▶ [Task details] Find every line in the material that contains the string "road" and copy each of those lines.

──────── Input ────────

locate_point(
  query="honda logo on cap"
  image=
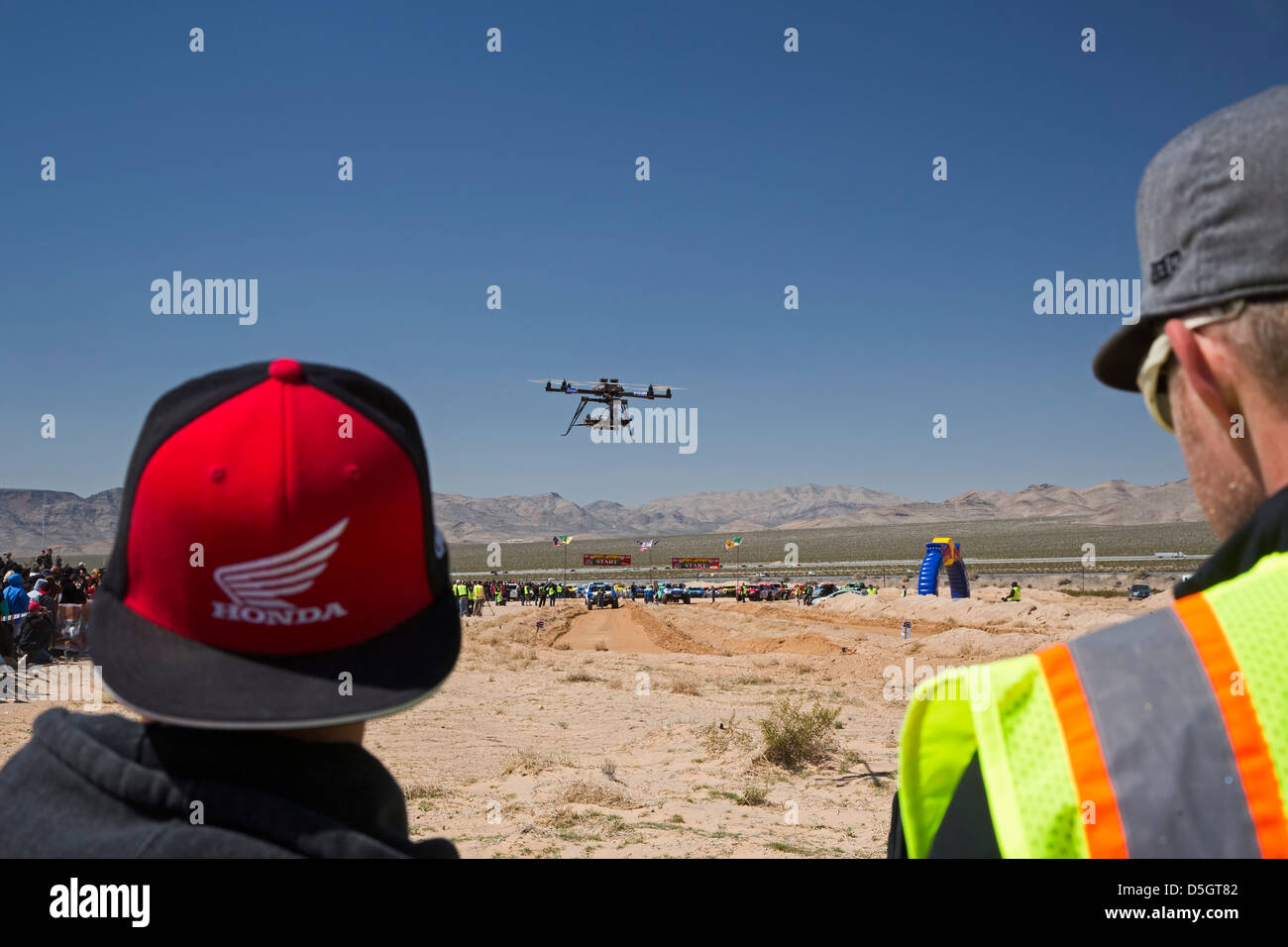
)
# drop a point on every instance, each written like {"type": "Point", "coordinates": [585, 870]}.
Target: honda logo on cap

────────
──────── Input ────────

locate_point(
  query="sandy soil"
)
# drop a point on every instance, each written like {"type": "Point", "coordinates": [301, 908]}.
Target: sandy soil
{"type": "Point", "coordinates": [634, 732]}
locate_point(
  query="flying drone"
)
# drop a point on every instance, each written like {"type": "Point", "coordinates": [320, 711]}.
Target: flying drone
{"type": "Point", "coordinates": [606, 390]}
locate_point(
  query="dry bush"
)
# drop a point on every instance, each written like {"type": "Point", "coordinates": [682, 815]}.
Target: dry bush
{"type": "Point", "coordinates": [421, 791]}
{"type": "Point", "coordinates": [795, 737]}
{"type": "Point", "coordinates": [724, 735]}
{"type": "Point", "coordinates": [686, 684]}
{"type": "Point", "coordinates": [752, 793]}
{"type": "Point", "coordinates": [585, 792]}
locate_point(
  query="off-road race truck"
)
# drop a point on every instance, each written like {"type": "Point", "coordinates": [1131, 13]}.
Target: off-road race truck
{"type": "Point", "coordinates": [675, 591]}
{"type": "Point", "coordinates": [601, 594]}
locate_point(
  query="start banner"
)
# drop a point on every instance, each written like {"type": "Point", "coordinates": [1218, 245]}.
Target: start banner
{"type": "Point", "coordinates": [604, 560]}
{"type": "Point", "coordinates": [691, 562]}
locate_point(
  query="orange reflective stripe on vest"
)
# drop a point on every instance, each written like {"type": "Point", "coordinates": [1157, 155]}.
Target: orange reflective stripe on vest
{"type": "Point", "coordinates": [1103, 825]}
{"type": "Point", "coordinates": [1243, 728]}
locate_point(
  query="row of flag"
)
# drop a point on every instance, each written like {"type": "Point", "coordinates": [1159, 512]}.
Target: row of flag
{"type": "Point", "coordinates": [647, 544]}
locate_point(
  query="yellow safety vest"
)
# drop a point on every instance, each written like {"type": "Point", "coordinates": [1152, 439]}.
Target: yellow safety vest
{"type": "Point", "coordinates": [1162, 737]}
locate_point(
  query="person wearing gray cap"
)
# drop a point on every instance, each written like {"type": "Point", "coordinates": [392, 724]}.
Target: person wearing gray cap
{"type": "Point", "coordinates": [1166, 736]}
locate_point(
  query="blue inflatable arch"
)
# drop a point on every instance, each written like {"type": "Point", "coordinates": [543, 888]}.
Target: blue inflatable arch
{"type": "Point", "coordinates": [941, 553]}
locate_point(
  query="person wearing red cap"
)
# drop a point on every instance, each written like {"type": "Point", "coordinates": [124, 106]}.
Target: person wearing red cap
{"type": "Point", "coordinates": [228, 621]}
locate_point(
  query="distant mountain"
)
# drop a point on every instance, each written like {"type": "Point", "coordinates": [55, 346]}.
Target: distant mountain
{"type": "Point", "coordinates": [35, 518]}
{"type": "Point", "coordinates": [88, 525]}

────────
──────── Input ────────

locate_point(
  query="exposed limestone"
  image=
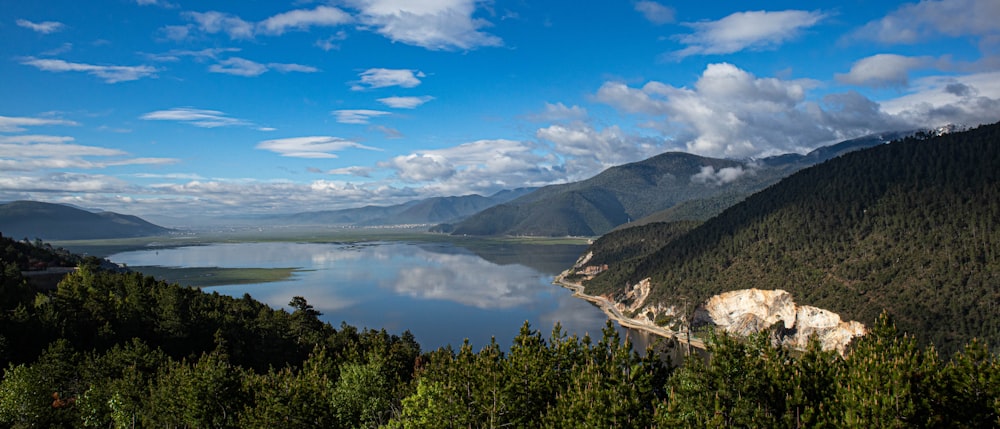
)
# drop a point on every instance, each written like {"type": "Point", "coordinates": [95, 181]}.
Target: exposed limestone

────────

▶ [In response]
  query="off-road race truck"
Target: off-road race truck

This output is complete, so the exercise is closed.